**小問 1:** トライボケミカル反応膜の研究概要にある次の一文を英語に訳してください:「摺動によりメタリン酸亜鉛構造が短鎖化し,立体的な分岐をもつ構造へと変化した.」

**本文:**

高分子/固体界面原子間ポテンシャルの開発とトライボケミカル反応膜への応用

研究課題

研究課題/領域番号 20K04173
研究機関東京大学

研究代表者

泉 聡志  東京大学, 大学院工学系研究科(工学部), 教授 (30322069)

研究分担者 波田野 明日可  東京大学, 大学院工学系研究科(工学部), 講師 (20707202)
研究期間 (年度) 2020-04-01 – 2023-03-31
キーワード分子動力学
研究実績の概要

(1)トライボケミカル反応膜と摩擦現象への応用
ZnDTPトライボフィルムの主構造であるリン酸亜鉛と酸化鉄間のトライボケミカル反応を再現可能なO-Fe-P-Zn系の電荷移動型ポテンシャルの開発を行った.開発したポテンシャルを用いて長鎖リン酸を主構造とする長鎖メタリン酸亜鉛モデルを作成し,酸化鉄,メタリン酸亜鉛間の摺動シミュレーションを実施した.摺動によりメタリン酸亜鉛構造が短鎖化し,立体的な分岐をもつ構造へと変化した.また,界面付近では鉄と亜鉛の交換によるFe/Zn混合層の形成,密着が生じることがわかった.また,混合層を形成することにより酸化鉄との界面付近のトライボフィルムが硬質化した.これは,Fe原子を介してリン酸鎖同士が結びつくことにより,より強固なリン酸鎖ネットワーク構造を形成していることを示唆している.界面に硬質な混合層が形成されることにより,せん断剛性の小さいバルク層が犠牲的にせん断変形し酸化鉄の変形や摩耗を防止すると考えられる.

**提供資料:**
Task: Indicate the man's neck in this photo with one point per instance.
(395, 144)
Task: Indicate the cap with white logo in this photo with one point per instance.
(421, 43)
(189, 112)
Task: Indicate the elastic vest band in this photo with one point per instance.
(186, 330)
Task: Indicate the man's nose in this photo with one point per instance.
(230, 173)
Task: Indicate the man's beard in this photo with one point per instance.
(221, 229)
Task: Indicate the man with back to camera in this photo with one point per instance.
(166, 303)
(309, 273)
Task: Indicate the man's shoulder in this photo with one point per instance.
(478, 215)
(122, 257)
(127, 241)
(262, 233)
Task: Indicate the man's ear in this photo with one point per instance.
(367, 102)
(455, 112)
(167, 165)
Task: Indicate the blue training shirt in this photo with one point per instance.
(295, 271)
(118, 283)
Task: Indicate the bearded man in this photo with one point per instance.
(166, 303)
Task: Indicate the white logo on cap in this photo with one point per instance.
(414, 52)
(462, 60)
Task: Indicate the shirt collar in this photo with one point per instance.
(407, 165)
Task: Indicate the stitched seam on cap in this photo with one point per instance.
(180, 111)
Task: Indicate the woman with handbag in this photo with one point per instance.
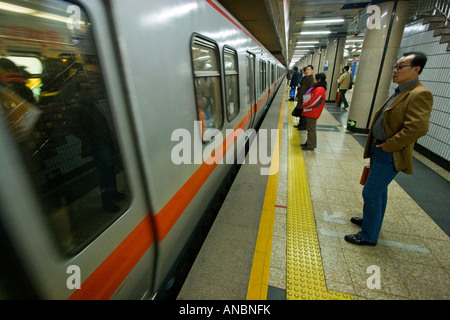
(312, 109)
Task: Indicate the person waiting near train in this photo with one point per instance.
(344, 84)
(306, 83)
(396, 126)
(295, 80)
(312, 109)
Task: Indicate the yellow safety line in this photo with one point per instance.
(259, 277)
(305, 278)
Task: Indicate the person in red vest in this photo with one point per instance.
(312, 109)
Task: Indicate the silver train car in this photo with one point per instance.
(97, 196)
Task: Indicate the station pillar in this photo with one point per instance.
(379, 53)
(333, 65)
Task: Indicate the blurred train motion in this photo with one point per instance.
(91, 205)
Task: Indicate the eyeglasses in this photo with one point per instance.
(402, 66)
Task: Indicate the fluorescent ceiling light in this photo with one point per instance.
(306, 42)
(315, 32)
(14, 8)
(35, 13)
(323, 21)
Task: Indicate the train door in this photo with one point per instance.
(251, 90)
(74, 217)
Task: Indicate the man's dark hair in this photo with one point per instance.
(419, 60)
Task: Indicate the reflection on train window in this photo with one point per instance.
(231, 83)
(53, 98)
(207, 85)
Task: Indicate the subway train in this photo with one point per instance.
(98, 200)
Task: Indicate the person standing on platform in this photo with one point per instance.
(295, 80)
(397, 125)
(305, 84)
(344, 84)
(312, 109)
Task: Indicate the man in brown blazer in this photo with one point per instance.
(397, 125)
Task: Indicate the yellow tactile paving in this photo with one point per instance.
(304, 271)
(259, 277)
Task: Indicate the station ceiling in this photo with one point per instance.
(265, 19)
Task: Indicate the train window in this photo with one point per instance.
(205, 56)
(53, 98)
(231, 83)
(263, 78)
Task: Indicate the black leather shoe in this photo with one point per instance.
(355, 239)
(357, 221)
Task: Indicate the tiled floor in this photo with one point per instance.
(413, 255)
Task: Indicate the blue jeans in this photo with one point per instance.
(382, 172)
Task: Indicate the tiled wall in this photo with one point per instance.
(436, 77)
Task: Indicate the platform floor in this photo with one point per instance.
(280, 236)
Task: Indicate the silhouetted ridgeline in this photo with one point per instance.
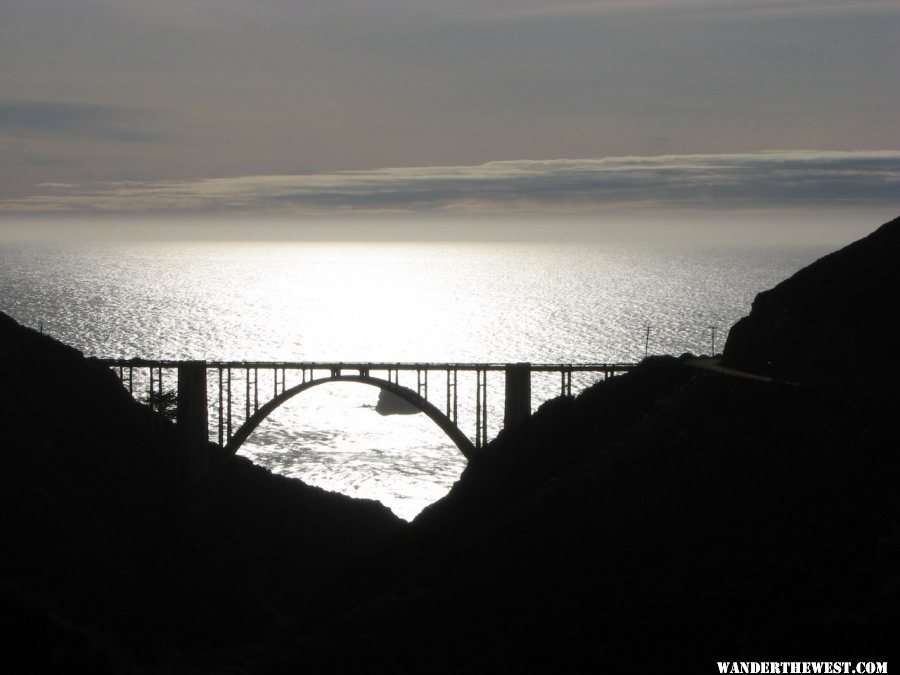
(669, 516)
(105, 558)
(833, 320)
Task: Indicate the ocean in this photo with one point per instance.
(385, 302)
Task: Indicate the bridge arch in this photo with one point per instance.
(462, 441)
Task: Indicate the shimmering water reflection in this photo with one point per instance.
(382, 302)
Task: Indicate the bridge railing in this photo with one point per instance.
(465, 392)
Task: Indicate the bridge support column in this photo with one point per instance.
(192, 418)
(518, 393)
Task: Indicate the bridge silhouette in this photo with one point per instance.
(242, 394)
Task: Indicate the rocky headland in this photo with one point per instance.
(674, 516)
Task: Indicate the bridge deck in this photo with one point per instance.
(369, 365)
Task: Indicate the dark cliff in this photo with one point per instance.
(104, 550)
(831, 322)
(670, 516)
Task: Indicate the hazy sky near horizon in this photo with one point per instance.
(468, 107)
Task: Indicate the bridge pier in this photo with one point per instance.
(192, 419)
(518, 393)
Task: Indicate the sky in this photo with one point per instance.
(440, 110)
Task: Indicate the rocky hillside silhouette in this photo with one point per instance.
(830, 322)
(107, 561)
(670, 517)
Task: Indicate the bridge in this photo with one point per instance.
(238, 395)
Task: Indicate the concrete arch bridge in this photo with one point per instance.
(239, 395)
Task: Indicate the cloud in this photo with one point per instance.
(63, 118)
(776, 179)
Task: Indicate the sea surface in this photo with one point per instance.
(423, 302)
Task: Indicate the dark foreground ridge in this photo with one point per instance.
(669, 517)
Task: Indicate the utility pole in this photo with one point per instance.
(647, 342)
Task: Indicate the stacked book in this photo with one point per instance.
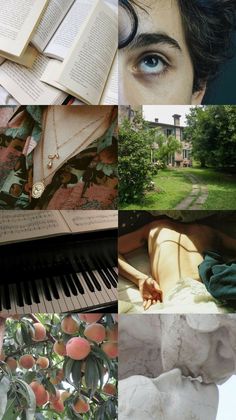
(50, 49)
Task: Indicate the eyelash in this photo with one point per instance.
(158, 58)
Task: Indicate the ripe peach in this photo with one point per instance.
(111, 349)
(115, 317)
(58, 378)
(78, 348)
(109, 389)
(65, 395)
(58, 406)
(27, 361)
(12, 363)
(112, 333)
(95, 332)
(81, 406)
(40, 332)
(53, 398)
(69, 325)
(41, 395)
(59, 348)
(90, 318)
(43, 362)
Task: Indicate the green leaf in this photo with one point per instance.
(25, 390)
(4, 388)
(49, 386)
(76, 372)
(91, 373)
(25, 334)
(67, 367)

**小問 2:** リストのうち「Task: Indicate the hazy」を含む行からリストの最後までを、「photo」を「image」に差し替え、ほかは変えずに書き直してください。画像は答えから省いてください。

**解答 1:** Sliding shortened the chains of the zinc metaphosphate structure, transforming it into a structure with three-dimensional branching.

**解答 2:**
Task: Indicate the hazy sky near horizon in this image with one point per instance.
(468, 107)
Task: Indicate the bridge pier in this image with one point per instance.
(192, 419)
(518, 393)
Task: Indicate the sky in this image with one point per instance.
(440, 110)
Task: Indicate the rocky hillside silhouette in this image with one point per instance.
(830, 322)
(107, 561)
(670, 517)
Task: Indicate the bridge in this image with one point per instance.
(238, 395)
Task: Indicate the concrete arch bridge in this image with one point per instance.
(239, 395)
Task: Indicate the cloud in this image with one point per instance.
(63, 118)
(776, 179)
Task: Indicate the sea surface in this image with one point per instance.
(423, 302)
Task: Indicate the dark foreground ridge in this image with one point per instance.
(669, 517)
Task: Indicate the utility pole in this image with one point per instance.
(647, 342)
Task: Indicate the stacked book in this image with one point per instance.
(50, 49)
Task: Indicate the eyelash in this image with one point per instance.
(158, 58)
Task: Indicate the ripe peach in this image with one point per instance.
(111, 349)
(115, 317)
(58, 378)
(78, 348)
(109, 389)
(65, 395)
(58, 406)
(27, 361)
(12, 363)
(112, 333)
(95, 332)
(81, 406)
(40, 332)
(53, 398)
(69, 325)
(41, 395)
(59, 348)
(90, 318)
(43, 362)
Task: Indicate the green leaf in this image with one point per instance.
(25, 390)
(4, 388)
(49, 386)
(76, 372)
(91, 373)
(25, 334)
(67, 367)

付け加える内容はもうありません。